**Document text:**
Text Generation
PEFT
Safetensors
Transformers
Macedonian
lora
sft
trl

JARVIS-Mistral-Phase1b: Macedonian Instruction Following

Model ID: Miki-T/JARVIS-Mistral-Phase1b

A QLoRA fine-tuned Mistral 7B model trained on 134k Macedonian instruction-following examples to teach the model to understand and respond to instructions in Macedonian. This is Phase 1b of the JARVIS training pipeline — a locally-hosted AI assistant inspired by Iron Man's JARVIS.


Model Details

Model Description

  • Developed by: Miki Trajkovski
  • Model type: Causal Language Model (fine-tuned via QLoRA)
  • Base model: mistralai/Mistral-7B-v0.1
  • Language(s): Macedonian (mk), with English support
  • License: MIT
  • Finetuned from model: Miki-T/JARVIS-Mistral-Phase1a (Phase 1a merged adapter)
  • Adapter type: LoRA (Low-Rank Adaptation)

Model Architecture

  • Base: Mistral 7B (7 billion parameters)
  • Fine-tuning method: QLoRA (4-bit quantization + LoRA adapters)

**Exercise directions:** Continue the model card for the Macedonian instruction-following Mistral model from the point where it ends.

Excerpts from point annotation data
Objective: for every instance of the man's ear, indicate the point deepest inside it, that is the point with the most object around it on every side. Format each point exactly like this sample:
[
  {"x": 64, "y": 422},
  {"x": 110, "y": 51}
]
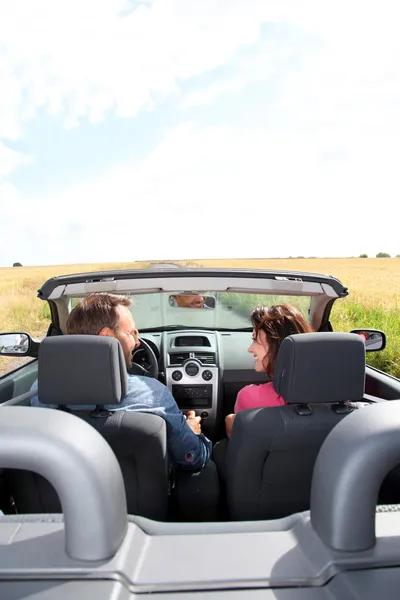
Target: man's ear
[{"x": 106, "y": 331}]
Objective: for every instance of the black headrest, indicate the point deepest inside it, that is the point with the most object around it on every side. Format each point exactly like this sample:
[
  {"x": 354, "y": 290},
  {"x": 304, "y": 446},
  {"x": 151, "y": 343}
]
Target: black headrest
[
  {"x": 320, "y": 367},
  {"x": 81, "y": 369}
]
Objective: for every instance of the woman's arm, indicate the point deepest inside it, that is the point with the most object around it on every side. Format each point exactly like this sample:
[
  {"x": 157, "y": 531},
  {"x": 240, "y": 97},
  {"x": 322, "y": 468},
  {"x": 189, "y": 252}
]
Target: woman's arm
[{"x": 228, "y": 424}]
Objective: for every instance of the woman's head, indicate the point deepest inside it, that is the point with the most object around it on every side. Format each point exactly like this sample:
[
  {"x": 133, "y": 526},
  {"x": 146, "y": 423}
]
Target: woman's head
[{"x": 271, "y": 325}]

**Task response:**
  • LoRA rank: 8
  • LoRA alpha: 16
  • LoRA dropout: 0.05
  • Target modules: q_proj, v_proj
  • Max sequence length: 2048 tokens

Model Sources


Uses

Direct Use

This model is designed for:

  • Macedonian instruction following — understands and responds to instructions in Macedonian
  • Multi-turn conversation — maintains context across dialogue turns
  • Foundation for downstream fine-tuning — serves as Phase 1b of the JARVIS training pipeline

Example usage:

from transformers import AutoModelForCausalLM, AutoTokenizer
from peft import AutoPeftModelForCausalLM

model = AutoPeftModelForCausalLM.from_pretrained(
    "Miki-T/JARVIS-Mistral-Phase1b",
    device_map="auto",
    torch_dtype="auto",
)

model = model.merge_and_unload()

tokenizer = AutoTokenizer.from_pretrained("Miki-T/JARVIS-Mistral-Phase1b")

prompt = "[INST] Објасни што е вештачка интелигенција на едноставен начин. [/INST]"
inputs = tokenizer(prompt, return_tensors="pt")
outputs = model.generate(**inputs, max_new_tokens=200, temperature=0.7)
print(tokenizer.decode(outputs[0], skip_special_tokens=True))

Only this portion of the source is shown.